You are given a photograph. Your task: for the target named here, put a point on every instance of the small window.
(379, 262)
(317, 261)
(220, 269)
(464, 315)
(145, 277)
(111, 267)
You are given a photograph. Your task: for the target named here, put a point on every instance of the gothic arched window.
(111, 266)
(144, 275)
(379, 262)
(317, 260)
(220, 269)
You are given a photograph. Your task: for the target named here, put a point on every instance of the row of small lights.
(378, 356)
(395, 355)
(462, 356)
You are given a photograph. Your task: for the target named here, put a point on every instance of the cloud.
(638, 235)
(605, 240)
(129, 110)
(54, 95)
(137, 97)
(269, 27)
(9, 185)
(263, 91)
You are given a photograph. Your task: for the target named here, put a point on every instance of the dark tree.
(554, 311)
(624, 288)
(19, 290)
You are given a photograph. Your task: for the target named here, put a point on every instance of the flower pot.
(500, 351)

☆ ☆ ☆

WRITTEN INSTRUCTION ::
Turn the rows above into a two-column CSV with the headers text and points. Give one line per row, with its wording and its answer each in its own quoted field, and replace any line breaks with spaces.

REPLY TO THE TASK ::
text,points
"You are given a photograph. Your task: for the target named here, put a point on every instance of the small window.","(379, 262) (317, 261) (220, 269) (464, 315) (145, 277) (111, 267)"
"You are given a photograph. Your task: for the target named here, put a point on every instance of the gothic arched window.","(111, 266) (144, 275) (379, 262) (317, 260) (220, 269)"
"You are given a photograph. Your task: for the target named here, put a point on every instance of the row of small lights.","(378, 356) (395, 355) (462, 356)"
"You are given a photograph. Your task: for the target named here, put a point on every instance of the cloud.","(638, 235) (605, 240) (129, 110) (54, 95) (137, 97) (269, 27) (9, 185) (263, 91)"
"You are given a photograph. Your task: for the target named here, put a point on every instance of the dark tree.","(554, 311) (624, 288) (19, 290)"
"You are given a photograph. Your task: for the target named here, put a point on every instance of the flower pot.","(500, 351)"